__JOB__. Write out exactly the lines from the one containing "of the sunlit" through the last line of the records below, including both.

──────── SUPPLIED INFORMATION ────────

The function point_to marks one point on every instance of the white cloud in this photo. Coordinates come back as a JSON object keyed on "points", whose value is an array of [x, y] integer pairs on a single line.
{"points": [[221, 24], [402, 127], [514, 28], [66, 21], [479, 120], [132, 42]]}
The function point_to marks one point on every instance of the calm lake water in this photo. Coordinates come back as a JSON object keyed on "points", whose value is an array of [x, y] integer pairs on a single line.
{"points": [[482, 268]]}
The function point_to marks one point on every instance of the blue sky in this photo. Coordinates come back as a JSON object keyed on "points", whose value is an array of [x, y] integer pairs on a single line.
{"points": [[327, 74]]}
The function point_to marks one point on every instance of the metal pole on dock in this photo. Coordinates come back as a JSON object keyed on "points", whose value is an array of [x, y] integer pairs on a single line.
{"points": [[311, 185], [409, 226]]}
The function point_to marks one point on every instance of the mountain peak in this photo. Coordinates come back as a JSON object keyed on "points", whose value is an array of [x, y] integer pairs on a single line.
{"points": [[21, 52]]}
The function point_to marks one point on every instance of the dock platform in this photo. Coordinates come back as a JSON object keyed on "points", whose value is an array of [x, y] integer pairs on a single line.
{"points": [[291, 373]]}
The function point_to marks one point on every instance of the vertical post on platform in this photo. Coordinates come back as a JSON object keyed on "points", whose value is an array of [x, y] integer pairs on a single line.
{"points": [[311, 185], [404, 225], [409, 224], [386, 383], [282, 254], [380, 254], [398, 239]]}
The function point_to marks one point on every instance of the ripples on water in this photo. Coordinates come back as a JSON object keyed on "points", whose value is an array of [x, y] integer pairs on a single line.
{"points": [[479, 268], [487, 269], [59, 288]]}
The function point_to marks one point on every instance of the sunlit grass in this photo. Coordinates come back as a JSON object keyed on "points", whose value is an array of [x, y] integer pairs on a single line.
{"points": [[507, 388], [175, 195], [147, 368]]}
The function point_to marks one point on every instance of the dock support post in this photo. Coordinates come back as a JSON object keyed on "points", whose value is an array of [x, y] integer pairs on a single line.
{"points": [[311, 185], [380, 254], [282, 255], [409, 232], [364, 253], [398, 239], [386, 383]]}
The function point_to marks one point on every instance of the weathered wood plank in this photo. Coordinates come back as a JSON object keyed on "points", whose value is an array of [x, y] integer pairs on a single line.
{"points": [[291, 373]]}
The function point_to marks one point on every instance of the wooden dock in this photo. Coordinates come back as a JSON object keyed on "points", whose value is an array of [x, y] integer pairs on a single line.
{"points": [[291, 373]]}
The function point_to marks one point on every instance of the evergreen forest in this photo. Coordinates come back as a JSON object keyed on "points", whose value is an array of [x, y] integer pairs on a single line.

────────

__RESULT__.
The function point_to marks one point on every instance of the sunlit grass in this photo. Coordinates come back as a JSON object keyed on "points", whose value is an array of [x, y] integer pairs on a single line.
{"points": [[507, 388], [175, 195], [147, 368]]}
The function point_to marks one point on every instance of the dock support post in this photo. Coordinates come back as a JSON object keyed on "points", whose value is an array of [x, y] integer pairs on a single line.
{"points": [[311, 185], [380, 254], [282, 255], [409, 232], [364, 253], [398, 239], [386, 383]]}
The function point_to marks one point on every instance of the weathered wood plank in this photo. Coordinates come back as a JSON object keyed on "points", whose value is an array of [x, y] integer pairs on a single line.
{"points": [[291, 373]]}
The function point_to marks one point on every instance of the wooden dock in this photo. Coordinates come back as a JSON object keyed on "points", whose value is an array of [x, y] integer pairs on a single line.
{"points": [[291, 373]]}
The function point_to marks one point on every instance of the evergreen forest in this photo. Coordinates come back as a JSON object keyed on "points", whose value is an array of [x, y] integer pairs on a single line.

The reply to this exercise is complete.